▶ **Goal of the exercise**
Locate each line in the records below that contains the word "sunglasses" and copy those lines out.

▶ **Records for this task**
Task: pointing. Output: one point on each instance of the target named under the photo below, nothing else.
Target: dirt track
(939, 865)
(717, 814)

--

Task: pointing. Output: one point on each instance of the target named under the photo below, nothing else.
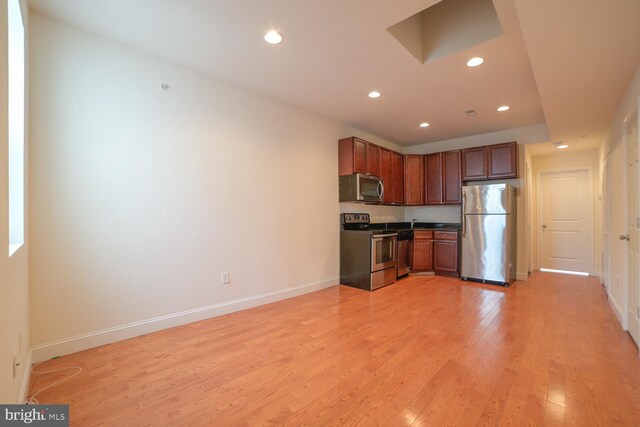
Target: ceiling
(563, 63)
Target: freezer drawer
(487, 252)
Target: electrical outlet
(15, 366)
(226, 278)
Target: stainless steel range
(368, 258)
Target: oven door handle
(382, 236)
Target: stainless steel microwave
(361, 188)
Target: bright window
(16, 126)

---

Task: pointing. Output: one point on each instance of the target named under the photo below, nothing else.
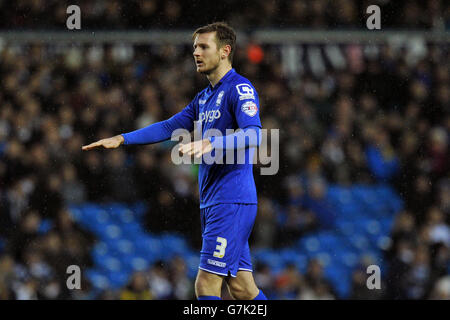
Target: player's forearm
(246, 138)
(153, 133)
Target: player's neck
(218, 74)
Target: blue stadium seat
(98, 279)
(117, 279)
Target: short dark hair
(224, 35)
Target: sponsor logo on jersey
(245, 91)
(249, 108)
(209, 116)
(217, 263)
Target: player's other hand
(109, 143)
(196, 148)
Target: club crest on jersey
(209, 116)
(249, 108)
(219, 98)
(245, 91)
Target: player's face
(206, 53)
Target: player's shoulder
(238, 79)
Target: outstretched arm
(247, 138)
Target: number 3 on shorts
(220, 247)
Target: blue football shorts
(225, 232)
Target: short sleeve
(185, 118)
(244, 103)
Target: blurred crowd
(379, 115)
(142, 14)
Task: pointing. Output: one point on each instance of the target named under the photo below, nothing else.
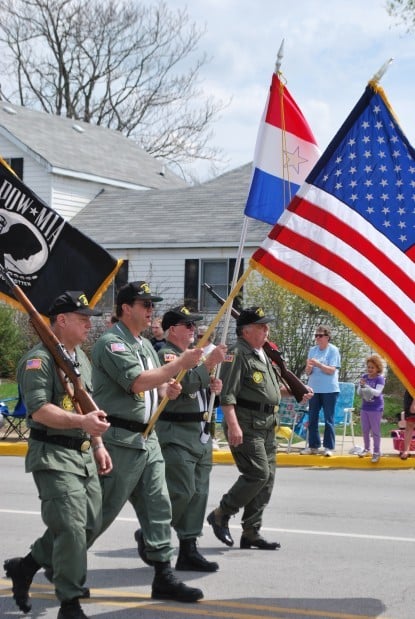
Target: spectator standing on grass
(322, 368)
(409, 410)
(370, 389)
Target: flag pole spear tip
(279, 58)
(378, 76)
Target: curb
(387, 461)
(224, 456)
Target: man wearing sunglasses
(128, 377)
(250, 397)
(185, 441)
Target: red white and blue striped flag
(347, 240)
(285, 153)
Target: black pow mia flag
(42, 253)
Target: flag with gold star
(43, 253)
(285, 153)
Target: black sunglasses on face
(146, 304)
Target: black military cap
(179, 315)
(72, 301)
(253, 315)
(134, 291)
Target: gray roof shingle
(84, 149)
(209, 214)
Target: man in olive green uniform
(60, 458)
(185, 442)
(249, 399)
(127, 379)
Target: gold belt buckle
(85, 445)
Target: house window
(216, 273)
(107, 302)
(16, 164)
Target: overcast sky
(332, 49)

▶ **Solution**
Target: man wearing sunglasses
Target: black sunglasses on face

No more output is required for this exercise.